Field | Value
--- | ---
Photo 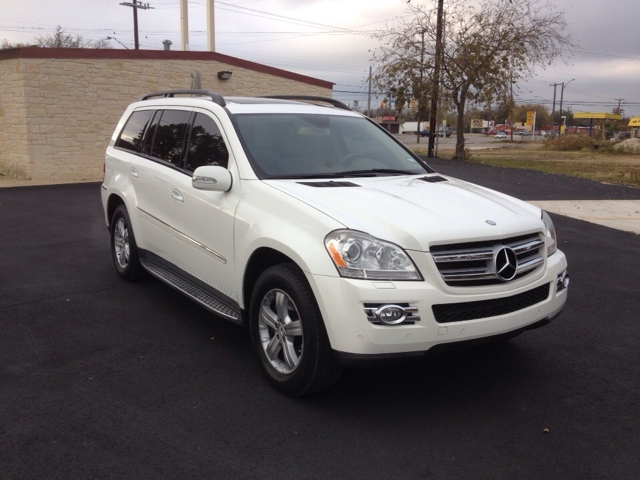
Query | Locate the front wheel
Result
[249,264,341,396]
[111,205,144,282]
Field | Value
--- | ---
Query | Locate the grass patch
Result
[542,135,597,152]
[432,146,640,187]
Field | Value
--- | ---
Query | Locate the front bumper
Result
[307,251,567,357]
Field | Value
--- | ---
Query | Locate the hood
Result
[265,175,543,251]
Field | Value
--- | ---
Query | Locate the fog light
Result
[556,270,569,292]
[364,304,420,325]
[376,305,407,325]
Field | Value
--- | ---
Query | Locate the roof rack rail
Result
[263,95,351,111]
[139,90,227,107]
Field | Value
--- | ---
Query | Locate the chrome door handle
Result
[171,189,184,202]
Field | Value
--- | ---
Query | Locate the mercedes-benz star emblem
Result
[494,247,518,282]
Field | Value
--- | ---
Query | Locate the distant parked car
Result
[618,132,631,140]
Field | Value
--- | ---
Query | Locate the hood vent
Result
[298,181,360,188]
[418,175,448,183]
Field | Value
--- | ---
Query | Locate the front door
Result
[165,110,240,302]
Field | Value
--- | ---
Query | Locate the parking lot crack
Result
[0,285,112,311]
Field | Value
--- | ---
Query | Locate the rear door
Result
[130,107,192,256]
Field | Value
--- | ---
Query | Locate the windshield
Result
[235,114,432,178]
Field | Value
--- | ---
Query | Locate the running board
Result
[140,258,243,325]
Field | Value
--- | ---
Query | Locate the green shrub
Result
[543,135,596,151]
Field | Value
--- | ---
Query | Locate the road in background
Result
[0,167,640,480]
[394,133,542,151]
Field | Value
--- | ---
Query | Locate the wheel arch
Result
[107,193,126,227]
[240,247,300,311]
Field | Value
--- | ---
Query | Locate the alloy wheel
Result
[258,289,303,375]
[113,218,131,268]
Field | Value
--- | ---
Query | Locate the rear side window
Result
[116,110,153,153]
[140,110,162,155]
[151,110,191,167]
[186,113,229,172]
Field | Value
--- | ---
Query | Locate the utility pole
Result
[416,28,433,143]
[207,0,216,52]
[180,0,189,52]
[510,73,522,142]
[560,78,575,133]
[549,83,560,136]
[423,0,442,158]
[120,0,153,50]
[367,65,372,117]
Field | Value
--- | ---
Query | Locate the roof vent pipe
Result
[191,70,202,90]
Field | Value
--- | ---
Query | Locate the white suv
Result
[102,90,569,395]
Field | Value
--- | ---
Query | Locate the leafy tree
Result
[443,0,570,159]
[0,25,111,49]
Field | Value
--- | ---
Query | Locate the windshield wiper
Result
[334,168,416,177]
[273,168,418,180]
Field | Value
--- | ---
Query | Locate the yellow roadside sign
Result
[525,110,536,127]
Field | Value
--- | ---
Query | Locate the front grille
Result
[432,283,551,323]
[431,233,544,287]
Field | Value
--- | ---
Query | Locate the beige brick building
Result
[0,48,333,182]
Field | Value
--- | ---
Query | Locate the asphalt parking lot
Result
[0,160,640,480]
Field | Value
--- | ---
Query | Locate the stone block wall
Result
[0,59,29,178]
[0,49,332,182]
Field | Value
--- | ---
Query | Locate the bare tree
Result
[372,7,433,142]
[0,25,111,49]
[374,0,571,159]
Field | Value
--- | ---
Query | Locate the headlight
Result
[324,230,422,280]
[542,210,558,257]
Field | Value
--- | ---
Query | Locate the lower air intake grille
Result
[432,283,551,323]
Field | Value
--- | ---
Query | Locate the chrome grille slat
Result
[431,233,545,287]
[433,250,493,263]
[507,240,544,255]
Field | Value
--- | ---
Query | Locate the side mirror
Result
[191,165,233,192]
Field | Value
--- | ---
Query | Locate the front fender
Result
[234,180,344,307]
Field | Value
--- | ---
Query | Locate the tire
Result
[249,263,342,397]
[111,205,145,282]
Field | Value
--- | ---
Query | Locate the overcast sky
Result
[0,0,640,115]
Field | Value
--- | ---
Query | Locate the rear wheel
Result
[249,264,341,396]
[111,205,144,281]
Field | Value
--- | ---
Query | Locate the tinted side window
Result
[151,110,191,166]
[186,113,229,172]
[140,110,162,155]
[116,110,153,153]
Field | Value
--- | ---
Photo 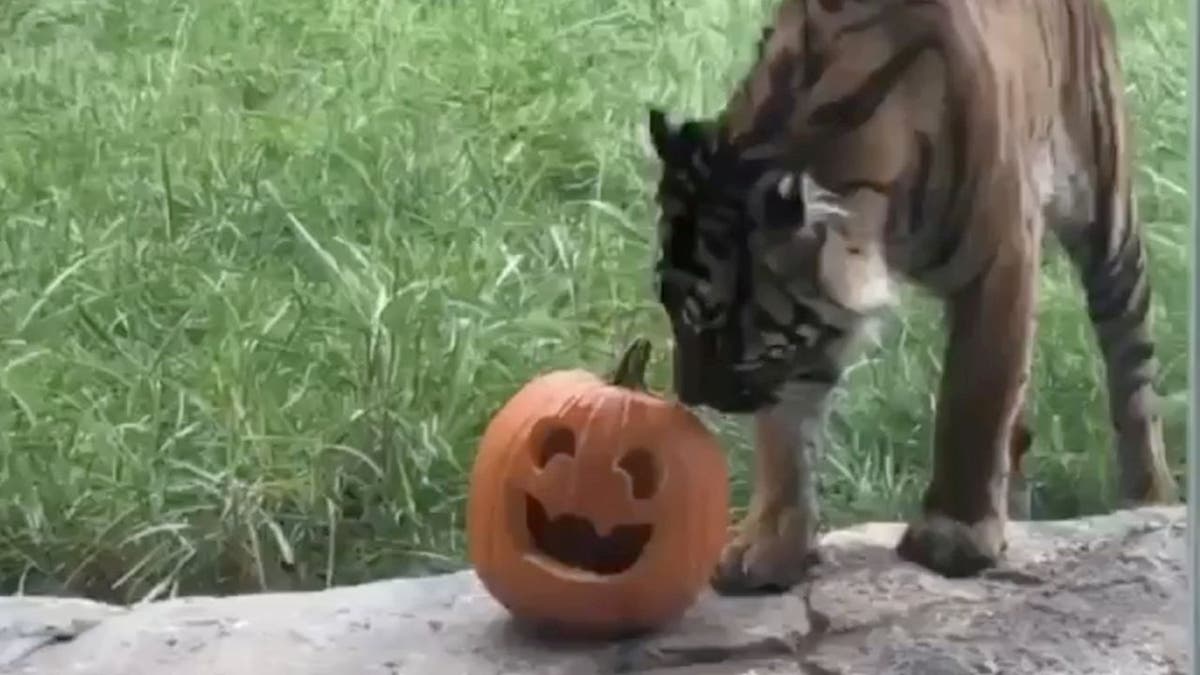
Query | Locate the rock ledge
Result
[0,507,1188,675]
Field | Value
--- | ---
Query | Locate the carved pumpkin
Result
[467,340,730,637]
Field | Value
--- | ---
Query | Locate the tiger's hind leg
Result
[1057,190,1176,506]
[896,209,1042,577]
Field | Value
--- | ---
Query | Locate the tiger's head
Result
[649,109,888,413]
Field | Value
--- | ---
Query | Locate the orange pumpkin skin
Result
[467,345,730,637]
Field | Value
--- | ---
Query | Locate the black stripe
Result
[830,178,892,197]
[907,131,934,232]
[809,37,937,133]
[1085,242,1150,323]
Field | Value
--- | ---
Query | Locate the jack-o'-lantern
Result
[467,340,730,637]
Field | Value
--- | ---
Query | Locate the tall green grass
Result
[0,0,1188,601]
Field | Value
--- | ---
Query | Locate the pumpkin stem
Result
[608,338,650,392]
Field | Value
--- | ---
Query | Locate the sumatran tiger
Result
[648,0,1176,592]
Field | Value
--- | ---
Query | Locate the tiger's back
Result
[650,0,1174,586]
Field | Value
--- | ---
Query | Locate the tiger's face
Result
[649,110,888,413]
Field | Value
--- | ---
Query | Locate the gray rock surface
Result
[0,507,1188,675]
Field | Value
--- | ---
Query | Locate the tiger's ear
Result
[648,108,679,162]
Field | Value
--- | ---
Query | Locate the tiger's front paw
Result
[713,507,820,596]
[896,512,1006,578]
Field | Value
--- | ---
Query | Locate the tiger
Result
[647,0,1177,592]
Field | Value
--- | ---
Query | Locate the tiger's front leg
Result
[713,382,833,595]
[896,228,1040,577]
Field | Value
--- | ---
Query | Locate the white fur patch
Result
[803,175,895,313]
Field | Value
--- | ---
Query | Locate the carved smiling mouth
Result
[526,494,654,577]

-=-=-=-=-

- _REQUIREMENT_: Transcribe every record above exactly, leaving out the pictures.

- _ANSWER TO THE TASK_:
Field | Value
--- | ---
Photo 
Query | Locate the front wheel
Result
[249,264,341,396]
[111,205,144,282]
Field | Value
--- | ---
Query | Locate the grass patch
Result
[542,135,597,152]
[432,146,640,187]
Field | Value
--- | ---
Query | Locate the front bumper
Result
[307,251,567,357]
Field | Value
--- | ---
Query | Locate the hood
Result
[265,175,543,251]
Field | Value
--- | ---
Query | Locate the fog light
Result
[556,270,569,292]
[364,304,420,325]
[376,305,407,325]
Field | Value
--- | ---
Query | Locate the roof rack rail
Result
[263,95,351,111]
[139,90,227,107]
Field | Value
--- | ---
Query | Locate the chrome door handle
Result
[171,189,184,202]
Field | Value
--- | ---
Query | Locate the mercedes-benz star emblem
Result
[494,247,518,282]
Field | Value
--- | ---
Query | Locate the distant parked car
Result
[618,132,631,140]
Field | Value
--- | ---
Query | Locate the hood vent
Result
[298,181,360,188]
[418,175,448,183]
Field | Value
--- | ---
Query | Locate the front door
Result
[165,110,240,302]
Field | Value
--- | ---
Query | Locate the parking lot crack
Result
[0,285,112,311]
Field | Value
--- | ---
Query | Locate the rear door
Result
[130,107,192,256]
Field | Value
--- | ---
Query | Locate the windshield
Result
[235,114,432,178]
Field | Value
--- | ---
Query | Locate the running board
Result
[140,258,243,325]
Field | Value
--- | ---
Query | Locate the green shrub
Result
[543,135,596,151]
Field | Value
--- | ---
Query | Locate the road in background
Result
[0,167,640,480]
[394,133,542,151]
Field | Value
--- | ---
Query | Locate the wheel arch
Result
[107,193,126,227]
[240,247,300,311]
Field | Value
--- | ---
Query | Locate the alloy wheel
Result
[258,289,303,375]
[113,218,131,268]
Field | Value
--- | ---
Query | Locate the rear side window
Result
[116,110,153,153]
[140,110,162,155]
[151,110,191,167]
[186,113,229,172]
Field | Value
--- | ---
Query | Locate the utility pole
Result
[416,28,433,143]
[207,0,216,52]
[180,0,189,52]
[510,73,522,142]
[560,78,575,133]
[549,83,560,136]
[423,0,442,158]
[120,0,153,50]
[367,65,372,117]
Field | Value
--- | ---
Query | Locate the roof vent pipe
Result
[191,70,202,90]
Field | Value
--- | ---
Query | Locate the white suv
Result
[102,90,569,395]
Field | Value
--- | ---
Query | Locate the leafy tree
Result
[443,0,570,159]
[0,25,111,49]
Field | Value
--- | ---
Query | Locate the windshield wiper
Result
[334,168,416,177]
[273,168,418,180]
Field | Value
--- | ---
Query | Locate the yellow roadside sign
Result
[525,110,536,127]
Field | Value
--- | ---
Query | Locate the front grille
Result
[432,283,551,323]
[431,233,544,287]
Field | Value
--- | ---
Query | Locate the beige brick building
Result
[0,48,333,182]
Field | Value
--- | ---
Query | Locate the asphalt parking lot
Result
[0,160,640,480]
Field | Value
--- | ---
Query | Locate the stone block wall
Result
[0,59,29,178]
[0,49,332,182]
Field | Value
--- | ---
Query | Locate the bare tree
Result
[372,7,433,142]
[0,25,111,49]
[374,0,571,159]
Field | Value
--- | ---
Query | Locate the headlight
Result
[324,230,422,280]
[542,210,558,257]
Field | Value
--- | ---
Query | Locate the lower air intake grille
Result
[432,283,551,323]
Field | Value
--- | ---
Query | Locate the chrome grille slat
Result
[431,233,545,287]
[433,250,493,263]
[507,240,544,255]
Field | Value
--- | ---
Query | Locate the side mirror
Result
[191,165,233,192]
Field | Value
--- | ---
Query | Locate the front fender
Result
[234,180,344,307]
Field | Value
--- | ---
Query | Locate the tire
Result
[249,263,342,397]
[111,205,145,282]
Field | Value
--- | ---
Query | Locate the overcast sky
Result
[0,0,640,115]
Field | Value
--- | ---
Query | Locate the rear wheel
Result
[249,264,341,396]
[111,205,144,281]
Field | Value
--- | ---
Query | Locate the tinted side window
Result
[151,110,191,166]
[186,113,229,172]
[140,110,162,155]
[116,110,153,153]
Field | Value
--- | ---
Photo 
Query | Locate the rock ledge
Result
[0,507,1188,675]
Field | Value
--- | ---
Query | Locate the carved pumpkin
Result
[467,340,730,637]
Field | Value
--- | ---
Query | Locate the tiger's hind leg
Result
[1057,190,1176,506]
[896,209,1042,577]
Field | Value
--- | ---
Query | Locate the tiger's head
Result
[649,109,888,413]
Field | Value
--- | ---
Query | Locate the orange pumpkin skin
Result
[467,345,730,637]
Field | Value
--- | ---
Query | Locate the black stripe
Result
[830,178,892,197]
[907,131,934,232]
[809,37,937,133]
[1085,242,1150,323]
Field | Value
--- | ---
Query | Locate the jack-o'-lantern
Result
[467,340,730,637]
Field | Value
--- | ---
Query | Locate the tall green grass
Result
[0,0,1188,601]
Field | Value
--- | ---
Query | Locate the pumpkin stem
Result
[608,338,650,392]
Field | Value
--- | ---
Query | Locate the sumatran tiger
Result
[648,0,1176,592]
Field | Value
--- | ---
Query | Locate the tiger's back
Result
[650,0,1174,586]
Field | Value
--- | ---
Query | Locate the tiger's face
Result
[649,110,888,413]
Field | Value
--- | ---
Query | Locate the gray rock surface
Result
[0,507,1188,675]
Field | Value
--- | ---
Query | Locate the tiger's ear
Result
[648,108,679,162]
Field | Value
--- | ---
Query | Locate the tiger's front paw
Result
[713,507,820,596]
[896,512,1006,578]
Field | Value
--- | ---
Query | Locate the tiger
Result
[647,0,1177,592]
Field | Value
--- | ---
Query | Locate the tiger's front leg
Result
[713,382,833,595]
[896,228,1040,577]
Field | Value
--- | ---
Query | Locate the white fur patch
Result
[803,175,895,313]
Field | Value
--- | ---
Query | Locate the carved smiling mouth
Result
[526,494,654,577]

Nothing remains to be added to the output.